● What is required:
List every line in the records below that contains the word "trail", matching its case exactly.

[Records of object locations]
--------------------------------
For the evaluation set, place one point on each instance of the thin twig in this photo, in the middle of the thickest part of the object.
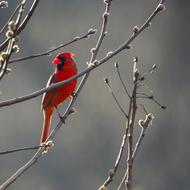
(115, 98)
(11, 41)
(11, 17)
(48, 52)
(120, 78)
(19, 149)
(23, 24)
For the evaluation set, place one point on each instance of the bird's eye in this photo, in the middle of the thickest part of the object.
(62, 61)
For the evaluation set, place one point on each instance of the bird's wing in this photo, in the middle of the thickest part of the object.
(49, 96)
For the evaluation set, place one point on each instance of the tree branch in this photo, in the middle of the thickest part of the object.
(87, 70)
(48, 52)
(23, 24)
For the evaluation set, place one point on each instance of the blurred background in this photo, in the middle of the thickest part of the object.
(87, 146)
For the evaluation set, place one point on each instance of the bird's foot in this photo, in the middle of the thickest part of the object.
(46, 146)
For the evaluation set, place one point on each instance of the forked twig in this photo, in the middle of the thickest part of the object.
(48, 52)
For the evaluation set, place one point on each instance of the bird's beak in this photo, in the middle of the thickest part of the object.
(56, 61)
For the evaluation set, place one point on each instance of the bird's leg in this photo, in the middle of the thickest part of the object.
(74, 94)
(62, 118)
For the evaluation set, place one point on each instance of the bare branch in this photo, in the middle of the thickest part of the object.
(66, 114)
(87, 70)
(23, 24)
(11, 17)
(120, 78)
(75, 39)
(11, 41)
(20, 149)
(115, 98)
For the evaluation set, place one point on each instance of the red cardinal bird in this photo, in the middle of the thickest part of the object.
(65, 69)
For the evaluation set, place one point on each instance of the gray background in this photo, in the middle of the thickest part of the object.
(87, 146)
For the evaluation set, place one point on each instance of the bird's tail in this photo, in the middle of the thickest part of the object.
(47, 112)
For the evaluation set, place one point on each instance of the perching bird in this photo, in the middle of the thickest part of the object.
(65, 68)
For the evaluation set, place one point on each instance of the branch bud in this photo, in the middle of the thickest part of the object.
(135, 29)
(9, 34)
(109, 53)
(111, 173)
(92, 31)
(8, 71)
(47, 146)
(116, 64)
(3, 55)
(103, 187)
(93, 50)
(16, 49)
(147, 121)
(3, 4)
(105, 15)
(12, 25)
(76, 38)
(106, 80)
(161, 7)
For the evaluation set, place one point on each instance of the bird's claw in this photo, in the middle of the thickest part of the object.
(46, 146)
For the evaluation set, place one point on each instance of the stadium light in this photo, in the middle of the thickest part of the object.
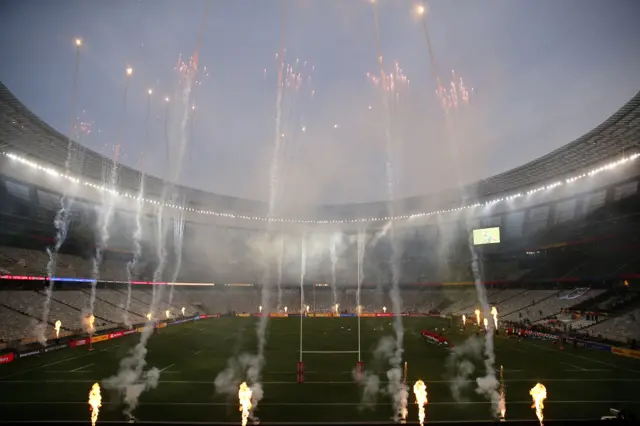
(550, 186)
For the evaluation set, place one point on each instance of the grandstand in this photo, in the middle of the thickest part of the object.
(566, 262)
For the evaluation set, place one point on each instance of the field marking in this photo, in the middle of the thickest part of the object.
(210, 382)
(44, 365)
(316, 404)
(573, 366)
(590, 370)
(80, 368)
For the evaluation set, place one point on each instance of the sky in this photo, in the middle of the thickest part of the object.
(538, 75)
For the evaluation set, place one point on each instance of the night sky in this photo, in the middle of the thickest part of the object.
(538, 73)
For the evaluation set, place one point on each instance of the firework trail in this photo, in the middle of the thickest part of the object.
(395, 386)
(280, 260)
(63, 216)
(137, 235)
(109, 196)
(255, 363)
(178, 239)
(334, 262)
(487, 385)
(278, 132)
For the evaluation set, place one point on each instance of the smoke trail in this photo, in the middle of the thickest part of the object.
(132, 380)
(280, 260)
(395, 386)
(487, 385)
(255, 363)
(334, 261)
(63, 216)
(137, 251)
(178, 240)
(273, 174)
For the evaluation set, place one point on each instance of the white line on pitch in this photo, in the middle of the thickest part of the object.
(573, 366)
(208, 382)
(311, 404)
(45, 365)
(80, 368)
(167, 367)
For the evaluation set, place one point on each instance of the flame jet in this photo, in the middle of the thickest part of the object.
(95, 402)
(539, 394)
(244, 396)
(420, 390)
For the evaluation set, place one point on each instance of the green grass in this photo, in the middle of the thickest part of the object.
(581, 384)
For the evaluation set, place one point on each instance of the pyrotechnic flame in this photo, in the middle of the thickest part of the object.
(539, 394)
(244, 395)
(503, 396)
(420, 390)
(57, 327)
(95, 402)
(89, 321)
(494, 313)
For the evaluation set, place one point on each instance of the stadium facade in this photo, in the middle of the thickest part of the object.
(596, 172)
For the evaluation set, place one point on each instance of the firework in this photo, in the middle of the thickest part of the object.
(244, 396)
(95, 402)
(503, 396)
(494, 314)
(57, 328)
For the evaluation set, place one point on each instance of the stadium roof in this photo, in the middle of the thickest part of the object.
(23, 133)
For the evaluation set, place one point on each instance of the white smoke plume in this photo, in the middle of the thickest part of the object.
(137, 249)
(245, 368)
(460, 366)
(489, 384)
(131, 380)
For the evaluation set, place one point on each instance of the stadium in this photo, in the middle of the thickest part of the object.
(128, 296)
(561, 269)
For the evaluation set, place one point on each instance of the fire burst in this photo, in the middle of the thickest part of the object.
(244, 395)
(57, 328)
(95, 402)
(539, 394)
(451, 97)
(89, 321)
(420, 390)
(494, 313)
(503, 396)
(393, 82)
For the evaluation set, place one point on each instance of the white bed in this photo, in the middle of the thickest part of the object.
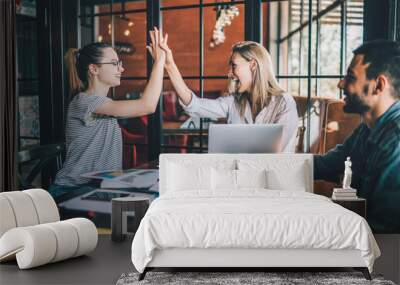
--------------------------------
● The completed task:
For the evaluation set, place one point on each instance of the firework trail in this photo, in the middle of the thickest part of the object.
For the evaluation set, place one point on each instance of the smoke trail in this photo, in the middle of the thickest part of the object.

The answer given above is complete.